§ EXERCISE INSTRUCTIONS
Without the pictures, give the entries below again exactly as written.
[START GIVEN RECORDS]
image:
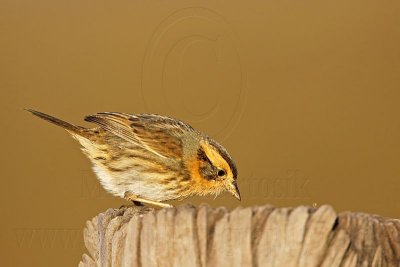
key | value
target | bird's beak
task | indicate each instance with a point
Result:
(234, 190)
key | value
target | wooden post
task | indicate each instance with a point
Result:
(253, 236)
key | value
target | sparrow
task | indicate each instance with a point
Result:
(148, 158)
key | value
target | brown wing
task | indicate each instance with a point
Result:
(158, 134)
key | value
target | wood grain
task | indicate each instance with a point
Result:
(252, 236)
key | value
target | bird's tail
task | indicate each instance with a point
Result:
(73, 129)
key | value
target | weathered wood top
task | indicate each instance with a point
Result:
(253, 236)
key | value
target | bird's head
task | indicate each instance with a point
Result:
(214, 169)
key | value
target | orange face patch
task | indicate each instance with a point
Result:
(200, 184)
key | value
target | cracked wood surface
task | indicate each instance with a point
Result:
(252, 236)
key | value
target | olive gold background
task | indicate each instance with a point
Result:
(303, 94)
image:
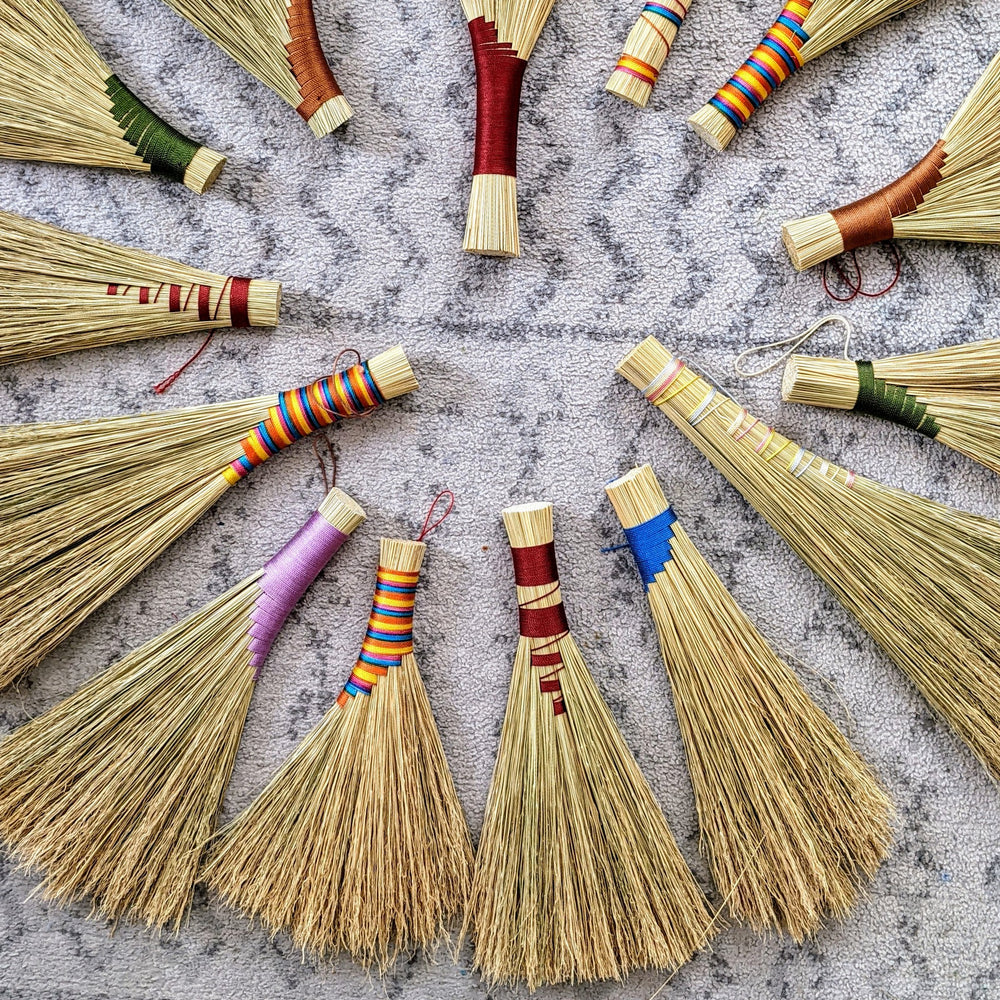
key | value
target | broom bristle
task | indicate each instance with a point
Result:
(60, 102)
(113, 793)
(60, 291)
(85, 506)
(276, 41)
(792, 820)
(953, 194)
(577, 877)
(359, 842)
(920, 577)
(951, 395)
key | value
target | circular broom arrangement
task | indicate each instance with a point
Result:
(276, 41)
(60, 291)
(953, 193)
(920, 577)
(952, 394)
(792, 820)
(113, 793)
(646, 50)
(804, 30)
(60, 102)
(577, 877)
(86, 505)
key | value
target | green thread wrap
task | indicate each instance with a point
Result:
(167, 152)
(893, 402)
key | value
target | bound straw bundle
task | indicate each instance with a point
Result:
(804, 30)
(577, 877)
(953, 193)
(85, 506)
(276, 41)
(646, 50)
(792, 820)
(60, 102)
(920, 576)
(60, 291)
(113, 793)
(951, 395)
(503, 34)
(359, 843)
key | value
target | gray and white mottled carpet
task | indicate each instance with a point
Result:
(629, 226)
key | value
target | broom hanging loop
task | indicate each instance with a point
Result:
(791, 345)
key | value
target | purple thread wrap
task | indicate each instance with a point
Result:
(286, 577)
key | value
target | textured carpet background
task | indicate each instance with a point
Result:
(630, 226)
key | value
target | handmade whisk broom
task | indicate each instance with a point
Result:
(920, 576)
(792, 820)
(804, 30)
(358, 843)
(577, 876)
(503, 34)
(277, 42)
(646, 50)
(113, 793)
(952, 394)
(60, 102)
(953, 193)
(60, 291)
(85, 506)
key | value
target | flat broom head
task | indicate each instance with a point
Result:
(578, 877)
(84, 506)
(646, 50)
(359, 843)
(112, 793)
(60, 291)
(920, 577)
(951, 395)
(277, 42)
(503, 33)
(792, 820)
(953, 193)
(61, 103)
(804, 30)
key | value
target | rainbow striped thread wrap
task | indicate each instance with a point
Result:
(301, 411)
(389, 634)
(774, 60)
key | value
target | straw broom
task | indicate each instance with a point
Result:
(578, 877)
(920, 577)
(804, 30)
(358, 843)
(646, 50)
(953, 193)
(503, 33)
(951, 395)
(112, 793)
(792, 820)
(60, 291)
(60, 102)
(276, 41)
(85, 506)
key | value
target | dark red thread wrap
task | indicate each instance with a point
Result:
(499, 73)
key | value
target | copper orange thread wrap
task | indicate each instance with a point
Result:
(869, 220)
(499, 73)
(301, 411)
(309, 66)
(535, 566)
(774, 60)
(389, 634)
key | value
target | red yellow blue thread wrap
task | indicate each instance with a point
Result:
(774, 60)
(303, 410)
(389, 634)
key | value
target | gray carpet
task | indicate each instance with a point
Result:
(630, 225)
[END GIVEN RECORDS]
§ TASK OUTPUT
image:
key | value
target | bird's beak
task | indicate each instance with a point
Result:
(234, 190)
key | value
target | wooden post
task | indicate each instance with a point
Result:
(253, 236)
key | value
target | sparrow
task | indicate each instance with a point
Result:
(148, 158)
key | value
target | brown wing
task | indicate each instance with a point
Result:
(158, 134)
key | value
target | wood grain
task | indicate each instance with a point
Result:
(252, 236)
key | value
target | bird's tail
task | indicate each instance with a point
Result:
(73, 129)
key | value
target | weathered wood top
task | indicate each instance with a point
Result:
(253, 236)
key | value
target | bird's head
task | indicate each instance with a point
Result:
(214, 169)
key | value
target | orange face patch
task | indicate each instance with a point
Result:
(200, 184)
key | value
target | cracked wood surface
task | indicate each instance with a point
Result:
(252, 236)
key | value
target | olive gold background
task | indicate each instance with a point
Result:
(303, 94)
image:
key | value
target | broom bristle
task | indicate each instance with a point
Result:
(60, 102)
(113, 793)
(60, 291)
(85, 506)
(276, 41)
(792, 820)
(953, 194)
(577, 877)
(359, 842)
(920, 577)
(951, 395)
key | value
target | circular broom arrangement
task | indicate each instance with a point
Result:
(276, 41)
(60, 291)
(953, 193)
(920, 577)
(952, 394)
(792, 820)
(113, 793)
(646, 50)
(804, 30)
(60, 102)
(577, 877)
(86, 505)
key | value
target | green thread wrap
task | indicate each instance with a point
Result:
(167, 152)
(893, 402)
key | value
target | bound straw bundle
task | indicate each instance with a point
Result:
(804, 30)
(577, 877)
(953, 193)
(85, 506)
(276, 41)
(646, 50)
(792, 820)
(60, 102)
(920, 576)
(60, 291)
(113, 793)
(951, 395)
(503, 34)
(359, 843)
key | value
target | gray and white mottled carpet
task | indicate each instance with a point
Result:
(629, 226)
key | value
target | broom hanging loop
task | indicate each instance with a point
Result:
(791, 345)
key | value
target | purple thread wrap
task | indicate each instance with a point
Result:
(286, 577)
key | value
target | textured carpet background
task | indicate each instance with a point
Result:
(630, 226)
key | value
target | handmade whisk broom
task | indicate each instance with a point
Result:
(920, 576)
(792, 820)
(804, 30)
(358, 843)
(577, 876)
(503, 34)
(277, 42)
(646, 50)
(113, 793)
(952, 394)
(60, 102)
(953, 193)
(60, 291)
(85, 506)
key | value
target | flat broom head
task | indicate each instance with a point
Result:
(578, 877)
(84, 506)
(646, 50)
(359, 843)
(112, 793)
(60, 291)
(920, 577)
(951, 395)
(277, 42)
(503, 33)
(792, 820)
(953, 193)
(61, 103)
(804, 30)
key | value
target | rainbow striped thread wrap
task | indicate each instance with a point
Result:
(301, 411)
(389, 634)
(774, 60)
key | value
target | straw broom
task | indicate each instance with a point
Result:
(578, 877)
(920, 577)
(804, 30)
(358, 843)
(646, 50)
(953, 193)
(503, 33)
(951, 395)
(112, 793)
(792, 820)
(60, 291)
(60, 102)
(276, 41)
(85, 506)
key | value
target | dark red thread wrap
task | indicate each instance with a point
Result:
(499, 73)
key | value
target | copper orange thread wrap
task | indicate each instance with a point
Result:
(869, 220)
(499, 73)
(301, 411)
(309, 66)
(535, 566)
(774, 60)
(389, 634)
key | value
target | red yellow blue thread wrap
task | indicate each instance with a point
Result:
(774, 60)
(303, 410)
(389, 634)
key | value
target | gray carpet
task | indicate each instance with a point
Result:
(630, 225)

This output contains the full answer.